#### Task goal
Could you return all of the entries below exactly, minus the pictures?

#### Available data
--- START ---

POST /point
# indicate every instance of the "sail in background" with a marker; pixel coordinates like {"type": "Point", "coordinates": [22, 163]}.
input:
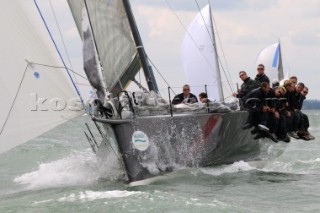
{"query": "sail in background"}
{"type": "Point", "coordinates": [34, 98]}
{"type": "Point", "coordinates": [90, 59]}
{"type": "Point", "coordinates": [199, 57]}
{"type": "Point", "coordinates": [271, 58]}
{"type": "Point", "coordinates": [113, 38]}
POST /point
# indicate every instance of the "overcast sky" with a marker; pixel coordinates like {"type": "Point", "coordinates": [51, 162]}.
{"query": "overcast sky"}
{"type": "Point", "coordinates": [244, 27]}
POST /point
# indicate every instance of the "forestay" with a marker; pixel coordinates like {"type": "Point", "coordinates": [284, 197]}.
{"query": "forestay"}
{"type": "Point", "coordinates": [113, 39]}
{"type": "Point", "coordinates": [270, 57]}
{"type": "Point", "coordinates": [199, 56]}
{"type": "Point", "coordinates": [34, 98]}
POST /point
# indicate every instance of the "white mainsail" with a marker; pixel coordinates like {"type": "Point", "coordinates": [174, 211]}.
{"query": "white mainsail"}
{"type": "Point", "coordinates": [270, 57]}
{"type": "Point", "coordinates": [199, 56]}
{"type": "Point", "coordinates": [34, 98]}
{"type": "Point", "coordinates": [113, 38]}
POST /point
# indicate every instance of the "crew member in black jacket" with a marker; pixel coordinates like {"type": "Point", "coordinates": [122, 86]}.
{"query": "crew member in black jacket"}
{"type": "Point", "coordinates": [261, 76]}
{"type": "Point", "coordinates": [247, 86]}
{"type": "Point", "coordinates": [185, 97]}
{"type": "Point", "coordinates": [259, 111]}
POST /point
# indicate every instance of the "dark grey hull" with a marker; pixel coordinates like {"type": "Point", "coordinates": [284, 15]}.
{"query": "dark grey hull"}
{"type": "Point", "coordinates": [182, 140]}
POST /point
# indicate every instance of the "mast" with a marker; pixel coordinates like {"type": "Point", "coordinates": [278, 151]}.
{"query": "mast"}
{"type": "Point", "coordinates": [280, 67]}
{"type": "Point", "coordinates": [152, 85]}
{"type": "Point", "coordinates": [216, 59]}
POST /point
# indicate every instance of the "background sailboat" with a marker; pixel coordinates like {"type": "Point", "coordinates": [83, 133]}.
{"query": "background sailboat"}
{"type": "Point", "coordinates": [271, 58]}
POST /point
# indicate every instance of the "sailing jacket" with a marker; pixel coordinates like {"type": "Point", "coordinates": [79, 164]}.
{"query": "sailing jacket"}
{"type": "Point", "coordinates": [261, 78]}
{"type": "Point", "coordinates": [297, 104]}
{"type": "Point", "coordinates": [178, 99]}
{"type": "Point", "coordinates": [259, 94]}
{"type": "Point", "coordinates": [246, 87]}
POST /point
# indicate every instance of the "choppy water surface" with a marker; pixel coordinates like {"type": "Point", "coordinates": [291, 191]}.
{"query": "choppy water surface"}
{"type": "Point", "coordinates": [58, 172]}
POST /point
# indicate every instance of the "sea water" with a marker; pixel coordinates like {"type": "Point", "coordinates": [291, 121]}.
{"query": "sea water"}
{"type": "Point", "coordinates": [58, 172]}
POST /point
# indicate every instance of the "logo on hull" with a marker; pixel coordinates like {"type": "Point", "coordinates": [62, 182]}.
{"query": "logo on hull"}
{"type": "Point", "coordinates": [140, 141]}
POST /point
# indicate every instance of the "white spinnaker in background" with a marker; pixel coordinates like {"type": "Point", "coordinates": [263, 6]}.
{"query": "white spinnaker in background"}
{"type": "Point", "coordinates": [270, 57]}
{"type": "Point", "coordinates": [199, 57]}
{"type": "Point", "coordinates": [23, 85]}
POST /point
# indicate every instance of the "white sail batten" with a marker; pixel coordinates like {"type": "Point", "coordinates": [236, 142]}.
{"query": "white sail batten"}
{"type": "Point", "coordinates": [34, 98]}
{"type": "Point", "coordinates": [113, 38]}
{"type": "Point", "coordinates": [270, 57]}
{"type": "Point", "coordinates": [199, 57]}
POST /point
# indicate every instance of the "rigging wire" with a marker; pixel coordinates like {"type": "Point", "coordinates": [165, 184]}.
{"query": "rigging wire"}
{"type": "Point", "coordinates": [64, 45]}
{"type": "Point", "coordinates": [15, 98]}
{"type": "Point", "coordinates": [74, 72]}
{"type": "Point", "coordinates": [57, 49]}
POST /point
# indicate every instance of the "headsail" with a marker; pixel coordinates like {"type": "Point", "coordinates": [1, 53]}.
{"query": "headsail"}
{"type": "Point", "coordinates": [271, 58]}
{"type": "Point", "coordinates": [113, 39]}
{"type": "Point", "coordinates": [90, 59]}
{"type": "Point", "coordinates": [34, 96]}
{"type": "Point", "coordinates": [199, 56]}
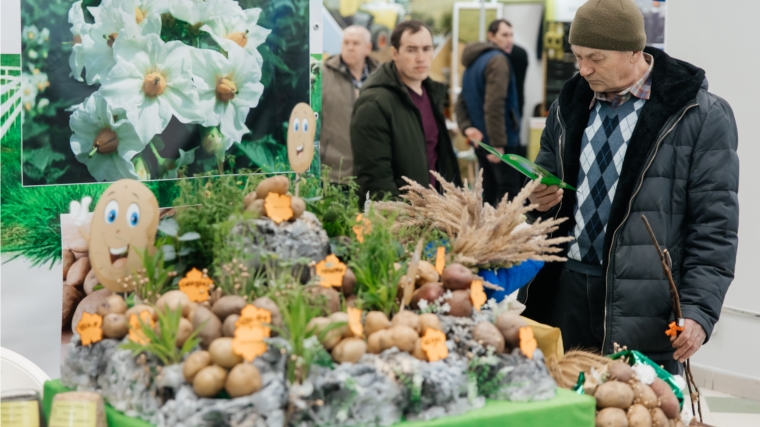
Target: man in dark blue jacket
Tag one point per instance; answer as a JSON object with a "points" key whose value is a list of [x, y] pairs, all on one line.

--- END ---

#### Completed task
POST /point
# indicate every instance of the "sail in background" with a marker; pixel coordinates like {"type": "Point", "coordinates": [22, 163]}.
input:
{"query": "sail in background"}
{"type": "Point", "coordinates": [34, 98]}
{"type": "Point", "coordinates": [90, 59]}
{"type": "Point", "coordinates": [199, 57]}
{"type": "Point", "coordinates": [271, 58]}
{"type": "Point", "coordinates": [113, 38]}
POST /point
# indicate every instance of the "overcast sky" with a marker; pixel coordinates like {"type": "Point", "coordinates": [51, 162]}.
{"query": "overcast sky"}
{"type": "Point", "coordinates": [244, 27]}
POST /point
# indicate every instance of the "forestay" with a marker; pixel coordinates like {"type": "Point", "coordinates": [284, 197]}.
{"query": "forestay"}
{"type": "Point", "coordinates": [113, 39]}
{"type": "Point", "coordinates": [270, 57]}
{"type": "Point", "coordinates": [199, 56]}
{"type": "Point", "coordinates": [34, 98]}
POST /point
# indicate every instance of the "white mainsail" with a marker; pixel coordinates like {"type": "Point", "coordinates": [174, 211]}.
{"query": "white mainsail"}
{"type": "Point", "coordinates": [270, 57]}
{"type": "Point", "coordinates": [199, 56]}
{"type": "Point", "coordinates": [34, 98]}
{"type": "Point", "coordinates": [113, 38]}
POST /point
# indicate every instance of the "crew member in black jacket" with a marker; pixel coordinates like {"type": "Point", "coordinates": [122, 86]}.
{"query": "crew member in black jacket"}
{"type": "Point", "coordinates": [261, 76]}
{"type": "Point", "coordinates": [247, 86]}
{"type": "Point", "coordinates": [185, 97]}
{"type": "Point", "coordinates": [259, 111]}
POST /point
# indicate every instance of the "dark grey hull" with a marker; pixel coordinates like {"type": "Point", "coordinates": [284, 15]}.
{"query": "dark grey hull"}
{"type": "Point", "coordinates": [182, 140]}
POST /point
# indicate every instance of the "mast" with a marker; pixel coordinates like {"type": "Point", "coordinates": [278, 151]}.
{"query": "mast"}
{"type": "Point", "coordinates": [280, 67]}
{"type": "Point", "coordinates": [152, 85]}
{"type": "Point", "coordinates": [216, 59]}
POST /point
# indicate every instance of the "background sailboat" with a marker; pixel coordinates like {"type": "Point", "coordinates": [83, 133]}.
{"query": "background sailboat"}
{"type": "Point", "coordinates": [271, 58]}
POST /point
# indicate every instance of the "sailing jacket" with a marker; pixel coordinates like {"type": "Point", "coordinates": [79, 164]}.
{"query": "sailing jacket"}
{"type": "Point", "coordinates": [261, 78]}
{"type": "Point", "coordinates": [297, 104]}
{"type": "Point", "coordinates": [178, 99]}
{"type": "Point", "coordinates": [259, 94]}
{"type": "Point", "coordinates": [246, 87]}
POST /point
# indicate every instance of the "choppy water surface" with a marker; pixel coordinates like {"type": "Point", "coordinates": [291, 191]}.
{"query": "choppy water surface"}
{"type": "Point", "coordinates": [58, 172]}
POST /point
# indicate every instance of the "sea water" with a marker; pixel coordinates like {"type": "Point", "coordinates": [291, 121]}.
{"query": "sea water"}
{"type": "Point", "coordinates": [58, 172]}
POST /point
# indicate every instance of the "logo on hull" with a marker; pixel coordinates like {"type": "Point", "coordinates": [62, 182]}.
{"query": "logo on hull"}
{"type": "Point", "coordinates": [140, 141]}
POST /point
# indicate every instance of the "white spinnaker in background" with a marker; pixel coordinates like {"type": "Point", "coordinates": [263, 6]}.
{"query": "white spinnaker in background"}
{"type": "Point", "coordinates": [270, 57]}
{"type": "Point", "coordinates": [199, 57]}
{"type": "Point", "coordinates": [23, 85]}
POST /point
# indicate every instance of the "white sail batten" with a marker; pixel coordinates like {"type": "Point", "coordinates": [236, 142]}.
{"query": "white sail batten"}
{"type": "Point", "coordinates": [34, 98]}
{"type": "Point", "coordinates": [113, 38]}
{"type": "Point", "coordinates": [270, 57]}
{"type": "Point", "coordinates": [199, 57]}
POST /point
# indicate every instance of the "rigging wire" with a marker; pixel coordinates like {"type": "Point", "coordinates": [165, 184]}.
{"query": "rigging wire"}
{"type": "Point", "coordinates": [64, 45]}
{"type": "Point", "coordinates": [15, 98]}
{"type": "Point", "coordinates": [74, 72]}
{"type": "Point", "coordinates": [57, 49]}
POST /point
# indicate every instance of the "headsail" with a marker; pixel coordinates like {"type": "Point", "coordinates": [1, 53]}.
{"query": "headsail"}
{"type": "Point", "coordinates": [271, 58]}
{"type": "Point", "coordinates": [113, 39]}
{"type": "Point", "coordinates": [90, 59]}
{"type": "Point", "coordinates": [34, 96]}
{"type": "Point", "coordinates": [199, 56]}
Target: man in dark blue jacket
Tag one point per instance; answer as a JSON object with a "points" key whose value is a list of [x, y] pairs, all on one line.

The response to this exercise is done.